### TASK A
In the passage about Mayor Barry, copy the words from "Jackson, who can" to "to Barry’s lawyer.", but put "the rehabilitation center" in place of "Hanley-Hazelden".
### TASK B
According to the passage about Mayor Barry, who did the mayor look to for support during his news conference?
### TASK C
Carry the passage about Mayor Barry further, beginning after its last sentence.

*** Opening TEXT SEGMENT ***

Jackson, who can stall until the July filing deadline for the September Democratic primary, has made it clear he will not challenge Barry — and the mayor has not ruled out a rehabilitated run for a fourth term after he emerges from Hanley-Hazelden, as farfetched as that may seem. Barry, 53, pleaded with reporters to “back away” while he recovers from an unspecified “problem” that aides say centers on alcoholism. But even the tearful news conference that preceded his retreat to Hanley-Hazelden seemed calculated. The mayor, sweating profusely and looking to wife Effi for support, artfully excluded any mention of drugs. Barry’s disappearance extricated him from legal wrangling over a possible plea bargain and from defense preparations that may hinge on the FBI videotape. Investigators, protesting that the tape needs enhancing, have resisted showing it to Barry’s lawyer.

Even if Barry is convicted on the misdemeanor charge of drug possession, he could continue to hold office if he is sentenced to less than the one-year maximum term. And precedent exists for the jailhouse election of a municipal official. In 1903 Boston’s four-time mayor, James Michael Curley, was elected alderman from jail. In fact, an us-against-them argument could appeal to Barry’s populist base in a city fractured along racial and class lines.

*** Closing TEXT SEGMENT ***
*** Opening EXERCISE DATA ***

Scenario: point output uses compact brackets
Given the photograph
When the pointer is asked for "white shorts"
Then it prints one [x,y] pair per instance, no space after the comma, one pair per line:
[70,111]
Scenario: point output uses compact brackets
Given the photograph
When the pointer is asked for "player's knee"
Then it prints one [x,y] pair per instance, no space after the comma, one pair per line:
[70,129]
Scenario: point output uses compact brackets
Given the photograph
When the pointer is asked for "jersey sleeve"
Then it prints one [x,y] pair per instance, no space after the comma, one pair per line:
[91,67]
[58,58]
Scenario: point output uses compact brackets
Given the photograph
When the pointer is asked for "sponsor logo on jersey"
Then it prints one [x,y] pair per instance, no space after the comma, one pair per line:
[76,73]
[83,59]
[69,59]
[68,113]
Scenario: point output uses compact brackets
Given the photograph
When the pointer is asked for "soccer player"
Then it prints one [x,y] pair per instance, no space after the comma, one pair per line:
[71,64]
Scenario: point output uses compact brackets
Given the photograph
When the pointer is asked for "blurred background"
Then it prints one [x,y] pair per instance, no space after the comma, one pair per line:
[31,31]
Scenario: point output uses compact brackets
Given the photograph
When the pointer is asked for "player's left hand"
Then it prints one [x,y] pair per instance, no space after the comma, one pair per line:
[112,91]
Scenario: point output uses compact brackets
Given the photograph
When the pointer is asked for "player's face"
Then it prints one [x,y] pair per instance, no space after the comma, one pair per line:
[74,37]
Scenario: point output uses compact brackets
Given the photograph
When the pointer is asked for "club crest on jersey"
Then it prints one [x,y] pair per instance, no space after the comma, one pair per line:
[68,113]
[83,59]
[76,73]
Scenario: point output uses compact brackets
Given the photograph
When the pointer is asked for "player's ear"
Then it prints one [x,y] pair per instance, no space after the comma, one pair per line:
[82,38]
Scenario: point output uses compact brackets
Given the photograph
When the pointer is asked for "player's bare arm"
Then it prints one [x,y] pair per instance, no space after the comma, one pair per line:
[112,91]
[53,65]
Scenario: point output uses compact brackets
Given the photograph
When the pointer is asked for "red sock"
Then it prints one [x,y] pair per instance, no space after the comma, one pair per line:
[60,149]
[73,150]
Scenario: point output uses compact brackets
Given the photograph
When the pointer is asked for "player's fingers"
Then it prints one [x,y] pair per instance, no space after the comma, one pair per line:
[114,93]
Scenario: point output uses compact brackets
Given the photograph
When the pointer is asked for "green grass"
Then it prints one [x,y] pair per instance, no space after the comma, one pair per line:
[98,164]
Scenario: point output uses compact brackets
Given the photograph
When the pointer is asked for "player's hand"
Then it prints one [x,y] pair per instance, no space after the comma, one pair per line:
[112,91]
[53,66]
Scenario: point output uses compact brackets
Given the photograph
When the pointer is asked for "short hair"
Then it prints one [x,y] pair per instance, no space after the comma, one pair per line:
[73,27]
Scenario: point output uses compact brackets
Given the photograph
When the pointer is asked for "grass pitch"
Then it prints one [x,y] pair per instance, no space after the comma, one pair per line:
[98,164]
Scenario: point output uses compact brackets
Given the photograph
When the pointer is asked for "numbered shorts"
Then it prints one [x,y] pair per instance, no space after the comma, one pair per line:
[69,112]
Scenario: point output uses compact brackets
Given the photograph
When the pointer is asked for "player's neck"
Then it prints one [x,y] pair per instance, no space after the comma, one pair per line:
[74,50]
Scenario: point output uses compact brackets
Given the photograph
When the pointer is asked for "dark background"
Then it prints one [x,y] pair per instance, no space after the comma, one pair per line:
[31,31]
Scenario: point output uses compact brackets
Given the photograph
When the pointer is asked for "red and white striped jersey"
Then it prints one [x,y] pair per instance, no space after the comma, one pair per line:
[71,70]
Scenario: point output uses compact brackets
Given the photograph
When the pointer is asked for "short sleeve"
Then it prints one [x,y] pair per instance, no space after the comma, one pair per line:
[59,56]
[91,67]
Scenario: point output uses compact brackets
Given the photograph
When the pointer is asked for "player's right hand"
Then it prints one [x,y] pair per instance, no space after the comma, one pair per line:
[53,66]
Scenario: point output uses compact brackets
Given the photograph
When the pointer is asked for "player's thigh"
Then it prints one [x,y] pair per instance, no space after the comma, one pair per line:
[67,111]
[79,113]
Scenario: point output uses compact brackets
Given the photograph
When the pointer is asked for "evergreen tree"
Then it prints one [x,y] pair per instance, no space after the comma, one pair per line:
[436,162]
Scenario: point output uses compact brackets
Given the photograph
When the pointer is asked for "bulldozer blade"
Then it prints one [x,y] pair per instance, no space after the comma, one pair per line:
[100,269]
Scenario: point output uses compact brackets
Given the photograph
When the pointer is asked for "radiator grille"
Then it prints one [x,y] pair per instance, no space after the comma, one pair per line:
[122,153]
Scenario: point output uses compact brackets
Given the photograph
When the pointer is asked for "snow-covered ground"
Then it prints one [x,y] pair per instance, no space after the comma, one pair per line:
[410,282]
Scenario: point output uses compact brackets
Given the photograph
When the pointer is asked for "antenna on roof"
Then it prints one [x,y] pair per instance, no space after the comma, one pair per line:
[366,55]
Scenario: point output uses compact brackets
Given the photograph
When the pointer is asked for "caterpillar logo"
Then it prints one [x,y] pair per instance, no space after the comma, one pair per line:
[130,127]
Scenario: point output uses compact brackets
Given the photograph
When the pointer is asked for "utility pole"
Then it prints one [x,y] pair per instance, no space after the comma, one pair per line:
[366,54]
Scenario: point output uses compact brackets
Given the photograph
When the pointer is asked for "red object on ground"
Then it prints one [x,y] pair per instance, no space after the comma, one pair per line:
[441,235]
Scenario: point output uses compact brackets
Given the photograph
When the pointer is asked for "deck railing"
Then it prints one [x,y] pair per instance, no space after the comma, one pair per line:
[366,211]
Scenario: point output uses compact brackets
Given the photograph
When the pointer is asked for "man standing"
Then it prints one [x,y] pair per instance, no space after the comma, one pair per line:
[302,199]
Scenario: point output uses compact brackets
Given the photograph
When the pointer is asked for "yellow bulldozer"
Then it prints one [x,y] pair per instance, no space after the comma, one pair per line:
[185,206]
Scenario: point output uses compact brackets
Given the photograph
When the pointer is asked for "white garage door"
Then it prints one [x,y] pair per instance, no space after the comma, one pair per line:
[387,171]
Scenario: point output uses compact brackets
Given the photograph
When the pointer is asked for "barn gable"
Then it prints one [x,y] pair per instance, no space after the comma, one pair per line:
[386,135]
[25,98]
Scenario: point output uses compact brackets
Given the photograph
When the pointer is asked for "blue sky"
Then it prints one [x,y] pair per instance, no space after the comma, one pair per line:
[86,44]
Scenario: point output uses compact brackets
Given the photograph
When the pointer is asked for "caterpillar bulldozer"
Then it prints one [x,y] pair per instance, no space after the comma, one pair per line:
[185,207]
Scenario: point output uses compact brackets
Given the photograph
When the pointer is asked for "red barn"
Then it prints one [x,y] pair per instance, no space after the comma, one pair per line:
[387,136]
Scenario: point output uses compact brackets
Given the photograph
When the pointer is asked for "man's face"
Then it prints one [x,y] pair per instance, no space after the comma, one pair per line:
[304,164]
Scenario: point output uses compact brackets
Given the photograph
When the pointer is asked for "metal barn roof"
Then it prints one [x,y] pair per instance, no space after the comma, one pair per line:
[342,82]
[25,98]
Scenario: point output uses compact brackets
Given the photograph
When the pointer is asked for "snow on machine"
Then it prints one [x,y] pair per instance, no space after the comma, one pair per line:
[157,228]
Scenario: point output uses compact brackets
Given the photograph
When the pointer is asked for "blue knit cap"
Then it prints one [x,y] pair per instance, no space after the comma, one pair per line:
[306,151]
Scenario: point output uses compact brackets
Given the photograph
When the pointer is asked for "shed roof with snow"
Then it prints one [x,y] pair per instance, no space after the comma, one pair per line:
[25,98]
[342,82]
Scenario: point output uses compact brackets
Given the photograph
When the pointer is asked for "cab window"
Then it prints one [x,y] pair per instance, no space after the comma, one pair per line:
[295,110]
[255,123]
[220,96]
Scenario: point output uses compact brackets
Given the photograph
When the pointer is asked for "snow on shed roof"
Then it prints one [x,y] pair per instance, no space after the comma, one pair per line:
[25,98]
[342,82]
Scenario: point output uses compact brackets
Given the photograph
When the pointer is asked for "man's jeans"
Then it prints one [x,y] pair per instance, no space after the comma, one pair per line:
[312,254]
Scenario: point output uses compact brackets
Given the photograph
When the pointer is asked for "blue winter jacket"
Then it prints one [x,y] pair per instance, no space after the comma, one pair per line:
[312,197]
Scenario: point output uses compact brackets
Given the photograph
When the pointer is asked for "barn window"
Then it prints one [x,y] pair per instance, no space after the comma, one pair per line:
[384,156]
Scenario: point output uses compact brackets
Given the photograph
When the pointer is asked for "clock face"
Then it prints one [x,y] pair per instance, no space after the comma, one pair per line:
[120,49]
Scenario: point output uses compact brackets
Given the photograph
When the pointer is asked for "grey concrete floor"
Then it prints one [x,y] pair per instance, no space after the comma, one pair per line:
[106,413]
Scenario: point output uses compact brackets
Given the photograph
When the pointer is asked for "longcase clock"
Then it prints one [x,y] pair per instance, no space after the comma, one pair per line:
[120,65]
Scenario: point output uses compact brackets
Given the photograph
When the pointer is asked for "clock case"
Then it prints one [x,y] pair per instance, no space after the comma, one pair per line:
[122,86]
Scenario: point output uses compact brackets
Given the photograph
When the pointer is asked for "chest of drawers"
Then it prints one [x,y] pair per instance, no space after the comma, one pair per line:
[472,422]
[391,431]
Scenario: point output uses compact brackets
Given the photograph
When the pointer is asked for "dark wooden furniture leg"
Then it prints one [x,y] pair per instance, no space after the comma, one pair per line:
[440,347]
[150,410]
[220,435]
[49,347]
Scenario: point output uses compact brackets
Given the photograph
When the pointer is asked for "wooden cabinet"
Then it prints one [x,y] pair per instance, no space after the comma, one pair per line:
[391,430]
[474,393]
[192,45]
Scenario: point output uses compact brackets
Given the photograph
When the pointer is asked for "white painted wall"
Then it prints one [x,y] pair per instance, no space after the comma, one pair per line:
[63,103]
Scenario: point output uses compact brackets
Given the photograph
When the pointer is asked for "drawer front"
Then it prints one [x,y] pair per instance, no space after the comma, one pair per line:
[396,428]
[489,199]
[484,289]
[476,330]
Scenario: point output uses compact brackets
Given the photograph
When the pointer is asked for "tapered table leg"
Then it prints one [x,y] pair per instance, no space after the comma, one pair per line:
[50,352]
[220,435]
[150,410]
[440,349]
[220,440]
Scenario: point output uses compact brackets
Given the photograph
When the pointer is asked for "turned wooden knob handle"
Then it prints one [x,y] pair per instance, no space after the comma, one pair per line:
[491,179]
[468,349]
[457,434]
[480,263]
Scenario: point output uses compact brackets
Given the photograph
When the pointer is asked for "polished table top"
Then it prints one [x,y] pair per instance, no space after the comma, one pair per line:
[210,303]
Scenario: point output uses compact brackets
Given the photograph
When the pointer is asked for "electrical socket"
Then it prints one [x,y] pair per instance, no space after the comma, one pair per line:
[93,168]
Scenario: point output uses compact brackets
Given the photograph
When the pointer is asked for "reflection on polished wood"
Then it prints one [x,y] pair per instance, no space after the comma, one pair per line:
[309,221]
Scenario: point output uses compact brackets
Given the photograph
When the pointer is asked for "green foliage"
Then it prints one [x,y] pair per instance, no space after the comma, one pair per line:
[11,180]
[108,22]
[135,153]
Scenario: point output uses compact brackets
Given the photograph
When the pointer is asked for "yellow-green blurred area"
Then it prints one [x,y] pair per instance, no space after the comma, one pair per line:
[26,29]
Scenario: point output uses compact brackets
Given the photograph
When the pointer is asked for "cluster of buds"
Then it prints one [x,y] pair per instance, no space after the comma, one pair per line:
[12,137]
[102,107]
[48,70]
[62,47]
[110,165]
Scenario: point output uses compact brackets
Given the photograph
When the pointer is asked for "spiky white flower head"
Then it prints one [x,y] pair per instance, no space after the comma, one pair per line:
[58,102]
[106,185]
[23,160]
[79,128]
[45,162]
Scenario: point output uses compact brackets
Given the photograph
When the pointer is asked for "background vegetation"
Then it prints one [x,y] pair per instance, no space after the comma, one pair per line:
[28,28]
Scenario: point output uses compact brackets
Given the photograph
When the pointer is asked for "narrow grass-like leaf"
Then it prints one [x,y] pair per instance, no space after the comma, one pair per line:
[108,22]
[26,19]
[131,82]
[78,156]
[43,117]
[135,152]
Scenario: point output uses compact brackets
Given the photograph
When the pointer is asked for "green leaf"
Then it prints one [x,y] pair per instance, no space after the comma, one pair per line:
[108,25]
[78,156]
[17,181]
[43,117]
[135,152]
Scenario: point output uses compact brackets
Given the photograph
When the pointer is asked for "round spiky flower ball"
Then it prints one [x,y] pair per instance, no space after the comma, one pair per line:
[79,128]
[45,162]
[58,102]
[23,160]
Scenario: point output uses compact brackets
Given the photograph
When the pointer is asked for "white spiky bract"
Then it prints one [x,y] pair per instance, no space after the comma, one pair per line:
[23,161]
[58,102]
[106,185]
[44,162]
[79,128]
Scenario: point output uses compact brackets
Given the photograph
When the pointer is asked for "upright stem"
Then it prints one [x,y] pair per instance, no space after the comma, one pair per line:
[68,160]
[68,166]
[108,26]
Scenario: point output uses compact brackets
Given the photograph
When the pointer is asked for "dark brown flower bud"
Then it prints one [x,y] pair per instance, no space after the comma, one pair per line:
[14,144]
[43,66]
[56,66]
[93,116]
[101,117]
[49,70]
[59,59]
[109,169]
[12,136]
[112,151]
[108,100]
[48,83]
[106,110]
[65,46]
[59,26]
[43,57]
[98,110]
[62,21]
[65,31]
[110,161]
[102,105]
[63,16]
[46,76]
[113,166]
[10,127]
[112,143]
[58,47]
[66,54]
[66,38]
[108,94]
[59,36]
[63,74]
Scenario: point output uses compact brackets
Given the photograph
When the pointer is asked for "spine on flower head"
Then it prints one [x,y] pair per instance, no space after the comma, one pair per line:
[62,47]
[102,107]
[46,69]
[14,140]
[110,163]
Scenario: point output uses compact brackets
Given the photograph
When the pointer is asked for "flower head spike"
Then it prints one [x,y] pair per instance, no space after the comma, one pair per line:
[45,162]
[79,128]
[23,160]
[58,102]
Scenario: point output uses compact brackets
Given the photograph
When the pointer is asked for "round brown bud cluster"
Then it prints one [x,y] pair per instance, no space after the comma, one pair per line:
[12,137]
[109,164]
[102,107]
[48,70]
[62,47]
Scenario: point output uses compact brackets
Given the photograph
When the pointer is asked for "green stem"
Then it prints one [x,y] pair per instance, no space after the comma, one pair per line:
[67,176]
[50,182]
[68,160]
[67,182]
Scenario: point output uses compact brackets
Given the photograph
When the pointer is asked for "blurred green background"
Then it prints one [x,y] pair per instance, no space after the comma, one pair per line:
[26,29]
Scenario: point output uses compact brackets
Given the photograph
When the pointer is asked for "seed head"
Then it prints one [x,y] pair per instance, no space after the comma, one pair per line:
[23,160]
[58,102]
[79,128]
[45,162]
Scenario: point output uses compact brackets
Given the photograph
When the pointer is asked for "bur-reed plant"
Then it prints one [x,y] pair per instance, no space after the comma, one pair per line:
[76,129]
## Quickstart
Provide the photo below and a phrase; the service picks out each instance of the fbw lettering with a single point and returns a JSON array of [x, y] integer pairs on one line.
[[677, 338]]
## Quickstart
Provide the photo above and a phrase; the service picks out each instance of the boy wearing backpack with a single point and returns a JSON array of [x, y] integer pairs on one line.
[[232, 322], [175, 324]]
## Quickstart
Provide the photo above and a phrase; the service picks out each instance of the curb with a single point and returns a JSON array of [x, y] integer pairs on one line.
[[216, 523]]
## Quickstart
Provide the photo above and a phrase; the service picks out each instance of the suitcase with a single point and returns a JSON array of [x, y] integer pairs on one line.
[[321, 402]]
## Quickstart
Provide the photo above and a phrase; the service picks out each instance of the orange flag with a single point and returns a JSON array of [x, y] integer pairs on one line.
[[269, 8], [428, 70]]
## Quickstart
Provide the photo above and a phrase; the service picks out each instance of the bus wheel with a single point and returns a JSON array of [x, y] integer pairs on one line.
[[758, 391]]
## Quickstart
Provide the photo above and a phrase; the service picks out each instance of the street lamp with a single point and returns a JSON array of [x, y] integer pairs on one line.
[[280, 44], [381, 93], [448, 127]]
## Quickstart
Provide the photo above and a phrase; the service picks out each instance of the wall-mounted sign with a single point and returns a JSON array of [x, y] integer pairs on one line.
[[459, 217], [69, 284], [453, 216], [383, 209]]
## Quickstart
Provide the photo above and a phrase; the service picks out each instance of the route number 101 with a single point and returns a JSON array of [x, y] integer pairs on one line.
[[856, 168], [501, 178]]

*** Closing EXERCISE DATA ***

### EXERCISE OUTPUT A
Jackson, who can stall until the July filing deadline for the September Democratic primary, has made it clear he will not challenge Barry — and the mayor has not ruled out a rehabilitated run for a fourth term after he emerges from the rehabilitation center, as farfetched as that may seem. Barry, 53, pleaded with reporters to “back away” while he recovers from an unspecified “problem” that aides say centers on alcoholism. But even the tearful news conference that preceded his retreat to the rehabilitation center seemed calculated. The mayor, sweating profusely and looking to wife Effi for support, artfully excluded any mention of drugs. Barry’s disappearance extricated him from legal wrangling over a possible plea bargain and from defense preparations that may hinge on the FBI videotape. Investigators, protesting that the tape needs enhancing, have resisted showing it to Barry’s lawyer.

### EXERCISE OUTPUT B
His wife, Effi.

### EXERCISE OUTPUT C
Many Barry supporters have long asserted that the mayor’s problems with federal prosecutors were racially motivated. Cathy Hughes, a Washington businesswoman who owns a radio station and is host of a popular call-in talk show, scoffed that the best prosecutors could come up with was “a multimillion-dollar misdemeanor charge.” Hughes, who is informally polling listener support for Barry, said, “The community is saying to him, ‘Get well, come home, we’re waiting.’ “

One target of the criticism is U.S. Attorney Jay Stephens, formerly a White House deputy counsel. His public statements hinting at a plea bargain in exchange for Barry’s resignation have sparked criticism that he is an overzealous Republican prosecutor. Even controversy-shy N.A.A.C.P. Executive director Benjamin Hooks cited a “pattern of harassment of black elected officials by law-enforcement authorities.”

The FBI sting came after repeated investigations into broader corruption among Barry associates had failed to snare the mayor. The FBI’s inability to pin a charge on Barry bolstered the belief among some in Washington that Hazel Diane (Rasheeda) Moore lured the mayor to the Vista International Hotel only after authorities pressured her to do so.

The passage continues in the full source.